Give only the number of lines in the records below that contain the word "building".

■ MATERIAL FOR THIS EXERCISE
.....
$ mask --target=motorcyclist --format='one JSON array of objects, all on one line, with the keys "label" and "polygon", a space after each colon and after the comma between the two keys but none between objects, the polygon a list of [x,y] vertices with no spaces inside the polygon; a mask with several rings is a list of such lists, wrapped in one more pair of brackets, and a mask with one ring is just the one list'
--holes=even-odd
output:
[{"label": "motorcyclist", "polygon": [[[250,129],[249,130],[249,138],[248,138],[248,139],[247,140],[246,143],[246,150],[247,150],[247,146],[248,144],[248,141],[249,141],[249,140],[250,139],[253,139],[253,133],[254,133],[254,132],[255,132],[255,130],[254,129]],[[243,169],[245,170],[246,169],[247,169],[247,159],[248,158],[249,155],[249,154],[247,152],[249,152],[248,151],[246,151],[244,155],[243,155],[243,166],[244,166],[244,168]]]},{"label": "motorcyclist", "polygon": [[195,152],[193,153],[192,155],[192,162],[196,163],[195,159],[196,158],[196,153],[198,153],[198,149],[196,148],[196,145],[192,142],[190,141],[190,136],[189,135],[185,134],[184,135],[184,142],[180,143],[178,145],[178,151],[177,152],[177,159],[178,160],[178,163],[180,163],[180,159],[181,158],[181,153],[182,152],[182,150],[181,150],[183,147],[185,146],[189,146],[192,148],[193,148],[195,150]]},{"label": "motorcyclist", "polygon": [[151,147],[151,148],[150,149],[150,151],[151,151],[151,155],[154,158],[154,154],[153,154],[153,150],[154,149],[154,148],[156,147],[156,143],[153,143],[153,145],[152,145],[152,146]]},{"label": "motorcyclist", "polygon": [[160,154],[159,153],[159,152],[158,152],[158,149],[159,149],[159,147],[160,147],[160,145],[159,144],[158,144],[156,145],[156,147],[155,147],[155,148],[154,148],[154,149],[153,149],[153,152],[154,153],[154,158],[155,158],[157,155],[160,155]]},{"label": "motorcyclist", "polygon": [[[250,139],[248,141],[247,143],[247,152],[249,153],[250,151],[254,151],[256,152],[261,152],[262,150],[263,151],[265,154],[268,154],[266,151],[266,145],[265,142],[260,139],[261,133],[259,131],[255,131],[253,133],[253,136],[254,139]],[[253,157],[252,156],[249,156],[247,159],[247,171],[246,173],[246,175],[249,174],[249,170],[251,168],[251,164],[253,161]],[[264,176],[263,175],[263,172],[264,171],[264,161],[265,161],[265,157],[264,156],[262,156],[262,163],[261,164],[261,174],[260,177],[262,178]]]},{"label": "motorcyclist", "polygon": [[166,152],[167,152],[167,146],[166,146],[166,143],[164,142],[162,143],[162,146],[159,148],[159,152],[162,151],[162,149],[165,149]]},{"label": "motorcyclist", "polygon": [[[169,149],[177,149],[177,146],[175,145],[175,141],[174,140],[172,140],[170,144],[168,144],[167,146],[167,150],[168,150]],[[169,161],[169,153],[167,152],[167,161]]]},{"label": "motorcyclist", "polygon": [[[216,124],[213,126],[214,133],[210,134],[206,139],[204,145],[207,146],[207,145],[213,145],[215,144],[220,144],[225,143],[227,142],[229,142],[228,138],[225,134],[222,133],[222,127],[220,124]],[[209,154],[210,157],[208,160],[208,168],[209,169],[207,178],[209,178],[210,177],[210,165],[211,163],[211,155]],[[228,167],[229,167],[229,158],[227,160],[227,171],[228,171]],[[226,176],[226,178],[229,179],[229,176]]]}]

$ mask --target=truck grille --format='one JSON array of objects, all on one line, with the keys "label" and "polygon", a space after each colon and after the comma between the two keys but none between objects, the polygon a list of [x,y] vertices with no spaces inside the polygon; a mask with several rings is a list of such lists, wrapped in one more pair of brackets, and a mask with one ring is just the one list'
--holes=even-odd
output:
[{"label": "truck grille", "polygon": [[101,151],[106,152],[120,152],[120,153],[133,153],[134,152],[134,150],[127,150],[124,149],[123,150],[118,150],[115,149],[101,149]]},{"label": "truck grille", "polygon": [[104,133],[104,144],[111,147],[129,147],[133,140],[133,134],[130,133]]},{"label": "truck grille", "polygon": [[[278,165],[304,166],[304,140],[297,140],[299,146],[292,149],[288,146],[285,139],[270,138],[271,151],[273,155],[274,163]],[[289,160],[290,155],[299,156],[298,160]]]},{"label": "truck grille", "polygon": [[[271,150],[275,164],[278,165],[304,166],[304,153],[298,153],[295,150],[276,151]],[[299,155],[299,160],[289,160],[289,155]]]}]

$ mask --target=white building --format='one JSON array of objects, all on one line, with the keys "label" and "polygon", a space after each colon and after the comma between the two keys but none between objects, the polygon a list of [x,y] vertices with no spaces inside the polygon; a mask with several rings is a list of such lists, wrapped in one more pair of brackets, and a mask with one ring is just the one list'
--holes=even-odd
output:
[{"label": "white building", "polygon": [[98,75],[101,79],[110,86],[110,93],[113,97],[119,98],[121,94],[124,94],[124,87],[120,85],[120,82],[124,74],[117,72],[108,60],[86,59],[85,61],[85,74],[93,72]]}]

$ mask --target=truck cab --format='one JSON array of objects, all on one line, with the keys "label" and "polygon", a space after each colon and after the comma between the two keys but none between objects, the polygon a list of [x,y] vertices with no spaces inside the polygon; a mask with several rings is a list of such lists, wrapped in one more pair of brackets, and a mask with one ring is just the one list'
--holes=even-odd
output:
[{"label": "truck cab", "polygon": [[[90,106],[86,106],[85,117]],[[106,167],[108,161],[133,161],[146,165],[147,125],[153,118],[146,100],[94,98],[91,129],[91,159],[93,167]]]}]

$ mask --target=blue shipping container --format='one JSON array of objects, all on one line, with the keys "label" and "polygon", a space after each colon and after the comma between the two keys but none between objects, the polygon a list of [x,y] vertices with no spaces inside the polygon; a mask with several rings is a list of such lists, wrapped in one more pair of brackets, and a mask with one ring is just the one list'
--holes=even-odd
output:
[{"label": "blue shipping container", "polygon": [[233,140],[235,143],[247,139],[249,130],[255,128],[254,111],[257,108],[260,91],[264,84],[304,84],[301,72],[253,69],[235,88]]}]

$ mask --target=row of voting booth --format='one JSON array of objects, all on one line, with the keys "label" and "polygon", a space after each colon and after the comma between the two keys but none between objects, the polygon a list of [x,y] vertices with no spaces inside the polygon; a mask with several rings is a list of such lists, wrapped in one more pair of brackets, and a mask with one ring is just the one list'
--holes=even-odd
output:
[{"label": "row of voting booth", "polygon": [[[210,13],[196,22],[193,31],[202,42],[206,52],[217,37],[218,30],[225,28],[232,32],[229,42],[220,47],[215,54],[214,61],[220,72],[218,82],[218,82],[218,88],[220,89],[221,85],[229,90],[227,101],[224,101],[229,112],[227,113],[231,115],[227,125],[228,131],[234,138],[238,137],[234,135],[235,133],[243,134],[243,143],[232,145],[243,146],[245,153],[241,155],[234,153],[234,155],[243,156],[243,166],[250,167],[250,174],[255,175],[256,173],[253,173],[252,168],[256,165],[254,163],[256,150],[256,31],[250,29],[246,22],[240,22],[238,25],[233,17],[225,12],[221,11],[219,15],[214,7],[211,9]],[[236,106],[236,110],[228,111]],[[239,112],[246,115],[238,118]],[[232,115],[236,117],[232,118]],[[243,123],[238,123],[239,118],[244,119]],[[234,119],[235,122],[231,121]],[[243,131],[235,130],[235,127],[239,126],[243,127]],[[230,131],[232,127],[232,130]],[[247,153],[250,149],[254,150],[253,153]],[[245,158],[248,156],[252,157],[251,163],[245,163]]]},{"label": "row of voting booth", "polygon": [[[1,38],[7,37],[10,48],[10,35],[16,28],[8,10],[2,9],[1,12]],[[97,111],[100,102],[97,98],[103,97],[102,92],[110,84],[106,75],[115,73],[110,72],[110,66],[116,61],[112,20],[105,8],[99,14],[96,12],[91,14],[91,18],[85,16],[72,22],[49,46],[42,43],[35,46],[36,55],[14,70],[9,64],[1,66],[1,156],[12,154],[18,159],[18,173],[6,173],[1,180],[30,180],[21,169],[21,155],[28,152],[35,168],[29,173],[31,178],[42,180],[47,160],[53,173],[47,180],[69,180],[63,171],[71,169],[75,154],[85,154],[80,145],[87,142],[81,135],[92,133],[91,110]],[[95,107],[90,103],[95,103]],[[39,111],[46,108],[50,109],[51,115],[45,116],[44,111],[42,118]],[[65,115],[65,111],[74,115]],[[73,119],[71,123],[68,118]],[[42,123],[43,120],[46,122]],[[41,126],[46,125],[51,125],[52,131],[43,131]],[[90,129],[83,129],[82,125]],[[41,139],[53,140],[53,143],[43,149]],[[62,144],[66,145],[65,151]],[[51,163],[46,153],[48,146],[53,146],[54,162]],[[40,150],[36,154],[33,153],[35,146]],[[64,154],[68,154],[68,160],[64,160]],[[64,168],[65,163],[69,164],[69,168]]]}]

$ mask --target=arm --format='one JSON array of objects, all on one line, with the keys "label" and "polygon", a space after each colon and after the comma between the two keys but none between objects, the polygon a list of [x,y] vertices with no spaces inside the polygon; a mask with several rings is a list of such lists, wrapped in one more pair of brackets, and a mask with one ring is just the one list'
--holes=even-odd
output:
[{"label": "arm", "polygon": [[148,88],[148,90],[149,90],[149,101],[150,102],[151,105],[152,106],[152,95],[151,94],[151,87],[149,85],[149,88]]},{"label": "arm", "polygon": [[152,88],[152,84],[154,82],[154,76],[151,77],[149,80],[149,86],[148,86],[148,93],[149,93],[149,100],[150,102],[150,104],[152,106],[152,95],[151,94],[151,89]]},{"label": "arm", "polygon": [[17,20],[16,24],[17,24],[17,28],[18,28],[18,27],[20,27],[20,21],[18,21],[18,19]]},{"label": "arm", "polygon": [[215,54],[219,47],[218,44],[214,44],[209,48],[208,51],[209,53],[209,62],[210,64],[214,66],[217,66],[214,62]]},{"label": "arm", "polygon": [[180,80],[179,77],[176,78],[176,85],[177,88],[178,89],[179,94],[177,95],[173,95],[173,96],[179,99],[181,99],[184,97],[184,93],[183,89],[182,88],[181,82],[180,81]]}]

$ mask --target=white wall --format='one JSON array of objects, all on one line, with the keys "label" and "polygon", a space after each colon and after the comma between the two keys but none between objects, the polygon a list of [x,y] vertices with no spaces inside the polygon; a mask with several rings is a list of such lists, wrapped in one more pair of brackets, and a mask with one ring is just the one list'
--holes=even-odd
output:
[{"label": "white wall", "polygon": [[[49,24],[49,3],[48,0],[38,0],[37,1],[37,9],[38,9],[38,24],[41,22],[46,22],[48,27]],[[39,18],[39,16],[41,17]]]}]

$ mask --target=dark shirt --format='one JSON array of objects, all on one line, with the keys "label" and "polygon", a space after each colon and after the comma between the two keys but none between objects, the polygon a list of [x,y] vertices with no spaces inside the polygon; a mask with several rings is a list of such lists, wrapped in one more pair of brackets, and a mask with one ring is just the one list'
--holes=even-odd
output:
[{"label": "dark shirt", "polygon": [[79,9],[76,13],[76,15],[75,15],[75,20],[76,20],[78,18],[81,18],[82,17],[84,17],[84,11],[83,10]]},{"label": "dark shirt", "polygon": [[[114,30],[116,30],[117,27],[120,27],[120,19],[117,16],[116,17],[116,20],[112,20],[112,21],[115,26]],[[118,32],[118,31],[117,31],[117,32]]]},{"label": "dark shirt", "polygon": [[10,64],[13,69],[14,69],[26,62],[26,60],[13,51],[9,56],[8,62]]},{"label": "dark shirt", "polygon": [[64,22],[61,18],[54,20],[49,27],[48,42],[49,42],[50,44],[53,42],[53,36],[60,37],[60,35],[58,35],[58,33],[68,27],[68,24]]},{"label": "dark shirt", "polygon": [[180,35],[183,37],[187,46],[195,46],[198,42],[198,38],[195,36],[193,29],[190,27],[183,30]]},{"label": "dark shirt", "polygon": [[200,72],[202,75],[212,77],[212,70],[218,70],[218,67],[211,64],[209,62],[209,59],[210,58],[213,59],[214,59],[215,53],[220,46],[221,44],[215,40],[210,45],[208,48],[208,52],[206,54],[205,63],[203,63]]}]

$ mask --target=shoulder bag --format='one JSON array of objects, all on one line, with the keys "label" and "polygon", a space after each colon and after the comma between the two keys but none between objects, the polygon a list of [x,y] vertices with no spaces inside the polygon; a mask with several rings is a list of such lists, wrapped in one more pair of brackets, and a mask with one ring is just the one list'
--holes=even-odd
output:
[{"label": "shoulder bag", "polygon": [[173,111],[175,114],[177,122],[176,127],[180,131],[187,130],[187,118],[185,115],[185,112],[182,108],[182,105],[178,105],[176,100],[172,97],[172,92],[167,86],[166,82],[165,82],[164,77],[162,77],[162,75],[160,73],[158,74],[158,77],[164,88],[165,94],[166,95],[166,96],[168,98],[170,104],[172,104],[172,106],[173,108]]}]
.....
■ RESPONSE
2